- [PROBLEM REQUIREMENTS]: Render every line of the records below as a Markdown table with two columns, Row for a running number and Line for the line itself. Leave out blank lines.

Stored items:
# # #

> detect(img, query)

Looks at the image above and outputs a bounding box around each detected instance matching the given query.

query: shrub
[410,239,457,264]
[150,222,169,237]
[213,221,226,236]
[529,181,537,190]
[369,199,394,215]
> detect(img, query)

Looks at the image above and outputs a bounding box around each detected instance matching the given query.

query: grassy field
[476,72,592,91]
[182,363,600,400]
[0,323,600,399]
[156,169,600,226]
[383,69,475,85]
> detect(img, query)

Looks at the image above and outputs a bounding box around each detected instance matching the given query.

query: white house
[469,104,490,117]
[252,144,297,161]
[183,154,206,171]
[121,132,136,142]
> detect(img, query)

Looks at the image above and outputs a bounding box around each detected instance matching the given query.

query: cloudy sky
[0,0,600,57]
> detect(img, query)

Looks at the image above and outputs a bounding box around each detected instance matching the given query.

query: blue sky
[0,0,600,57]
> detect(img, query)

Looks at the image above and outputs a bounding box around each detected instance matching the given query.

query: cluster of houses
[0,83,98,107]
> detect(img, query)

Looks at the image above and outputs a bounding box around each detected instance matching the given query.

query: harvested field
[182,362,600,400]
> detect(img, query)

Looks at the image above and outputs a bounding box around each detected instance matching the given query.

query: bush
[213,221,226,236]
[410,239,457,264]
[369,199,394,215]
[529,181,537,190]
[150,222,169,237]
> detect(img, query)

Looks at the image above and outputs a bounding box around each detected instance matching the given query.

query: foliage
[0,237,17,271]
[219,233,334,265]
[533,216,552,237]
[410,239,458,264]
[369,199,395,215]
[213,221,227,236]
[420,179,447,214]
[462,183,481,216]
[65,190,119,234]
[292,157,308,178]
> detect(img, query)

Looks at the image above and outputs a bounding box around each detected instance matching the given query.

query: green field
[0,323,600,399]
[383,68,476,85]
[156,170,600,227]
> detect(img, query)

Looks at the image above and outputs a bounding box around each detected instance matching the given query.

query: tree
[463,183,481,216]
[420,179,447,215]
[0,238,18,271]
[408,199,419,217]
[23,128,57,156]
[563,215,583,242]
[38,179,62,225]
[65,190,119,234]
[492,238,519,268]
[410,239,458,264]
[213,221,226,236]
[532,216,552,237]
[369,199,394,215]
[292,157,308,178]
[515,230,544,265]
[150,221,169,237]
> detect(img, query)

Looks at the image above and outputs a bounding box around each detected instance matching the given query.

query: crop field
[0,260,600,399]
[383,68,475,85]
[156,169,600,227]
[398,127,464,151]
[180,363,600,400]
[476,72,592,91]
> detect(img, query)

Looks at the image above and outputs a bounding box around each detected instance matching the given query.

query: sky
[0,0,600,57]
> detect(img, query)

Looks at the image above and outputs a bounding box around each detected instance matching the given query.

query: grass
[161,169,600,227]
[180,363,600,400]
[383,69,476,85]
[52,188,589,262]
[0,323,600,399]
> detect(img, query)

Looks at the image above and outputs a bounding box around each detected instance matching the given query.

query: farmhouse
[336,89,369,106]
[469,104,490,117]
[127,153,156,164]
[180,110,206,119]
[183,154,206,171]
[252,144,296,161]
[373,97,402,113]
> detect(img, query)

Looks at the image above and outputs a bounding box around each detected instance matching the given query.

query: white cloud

# # #

- [OUTPUT OF THE TASK]:
| Row | Line |
|---|---|
| 1 | > detect(img, query) |
| 2 | Looks at the image above and outputs a bounding box around each detected instance matching the given query. |
| 3 | query: shrub |
| 4 | [410,239,457,264] |
| 5 | [150,222,169,237] |
| 6 | [213,221,226,236] |
| 7 | [529,181,537,190] |
| 8 | [369,199,394,215] |
| 9 | > detect(img, query) |
| 10 | Looks at the image above and outputs a bounding box around each detected instance matching the given query. |
| 11 | query: grassy field |
| 12 | [476,72,592,91] |
| 13 | [182,363,600,400] |
| 14 | [0,323,600,399] |
| 15 | [156,169,600,226] |
| 16 | [383,69,475,85] |
| 17 | > detect(img, query) |
| 18 | Looks at the image above and outputs a bounding box around each detected instance matching the given query. |
| 19 | query: white house |
| 20 | [469,104,490,117] |
| 21 | [252,144,297,161] |
| 22 | [183,154,206,171] |
| 23 | [121,132,136,142] |
| 24 | > detect(img, query) |
| 25 | Looks at the image above and outputs a bounding box around each detected instance matching the given query. |
| 26 | query: cloudy sky |
| 27 | [0,0,600,57] |
| 28 | > detect(img, query) |
| 29 | Looks at the image above and outputs a bounding box around each detected instance matching the given query. |
| 30 | query: blue sky |
| 31 | [0,0,600,57] |
| 32 | > detect(img, query) |
| 33 | Looks at the image above and outputs a bounding box around each detected instance matching the given query. |
| 34 | query: cluster of houses |
| 35 | [0,83,98,107] |
| 36 | > detect(img, query) |
| 37 | Looks at the image above and outputs a bounding box around each detected instance matching the given query. |
| 38 | query: harvested field |
| 39 | [182,362,600,400] |
| 40 | > detect(img, query) |
| 41 | Looks at the image above and outputs a bounding box around each detected instance matching the given query. |
| 42 | query: bush |
| 43 | [213,221,226,236] |
| 44 | [410,239,457,264] |
| 45 | [369,199,394,215] |
| 46 | [529,181,537,190] |
| 47 | [150,222,169,237] |
| 48 | > detect(img, query) |
| 49 | Looks at the image above and outputs a bounding box around each detected instance matching the given query. |
| 50 | query: foliage |
| 51 | [0,237,17,271] |
| 52 | [219,233,334,265] |
| 53 | [533,216,552,237] |
| 54 | [410,239,458,264] |
| 55 | [369,199,395,215] |
| 56 | [213,221,227,236] |
| 57 | [420,179,447,214] |
| 58 | [462,183,481,216] |
| 59 | [65,190,119,234] |
| 60 | [292,157,308,178] |
| 61 | > detect(img, query) |
| 62 | Looks at the image above and outputs a bounding box around each detected instance matching the given query. |
| 63 | query: green field |
| 64 | [0,323,600,399] |
| 65 | [383,68,476,85] |
| 66 | [156,170,600,227] |
| 67 | > detect(img, query) |
| 68 | Looks at the image above and outputs a bounding box around each detected instance matching the given query. |
| 69 | query: tree |
| 70 | [463,183,481,216] |
| 71 | [420,179,447,215] |
| 72 | [0,238,18,271] |
| 73 | [408,199,419,217] |
| 74 | [23,128,57,156] |
| 75 | [563,215,583,242] |
| 76 | [38,179,62,225] |
| 77 | [65,190,119,234] |
| 78 | [492,238,519,268] |
| 79 | [410,239,458,264] |
| 80 | [213,221,226,236] |
| 81 | [532,216,552,237] |
| 82 | [369,199,394,215] |
| 83 | [292,157,308,178] |
| 84 | [515,230,544,265] |
| 85 | [150,221,169,237] |
| 86 | > detect(img, query) |
| 87 | Looks at the image above and outputs a bounding box around each detected instance matching the given query. |
| 88 | query: crop field |
| 89 | [0,260,600,399] |
| 90 | [383,68,475,85] |
| 91 | [156,169,600,227] |
| 92 | [398,127,464,151] |
| 93 | [180,363,600,400] |
| 94 | [476,72,592,91] |
| 95 | > detect(img, query) |
| 96 | Looks at the image above and outputs a bounding box around each detected instance matching the given query. |
| 97 | query: sky |
| 98 | [0,0,600,57] |
| 99 | > detect(img, query) |
| 100 | Looks at the image above and outputs a bounding box around each detected instance matching the given query. |
| 101 | query: grass |
| 102 | [161,169,600,227] |
| 103 | [180,363,600,400] |
| 104 | [383,69,476,85] |
| 105 | [52,188,589,262] |
| 106 | [0,323,600,399] |
| 107 | > detect(img, query) |
| 108 | Looks at the image above and outputs a bounding box around each detected instance matching the given query. |
| 109 | query: farmhouse |
| 110 | [336,89,369,106] |
| 111 | [469,104,490,117] |
| 112 | [127,153,156,164] |
| 113 | [180,110,206,119] |
| 114 | [183,154,206,171] |
| 115 | [252,144,296,161] |
| 116 | [373,97,402,113] |
| 117 | > detect(img, query) |
| 118 | Looks at the image above and outputs a bounding box around each detected instance matching the given query. |
| 119 | query: white cloud |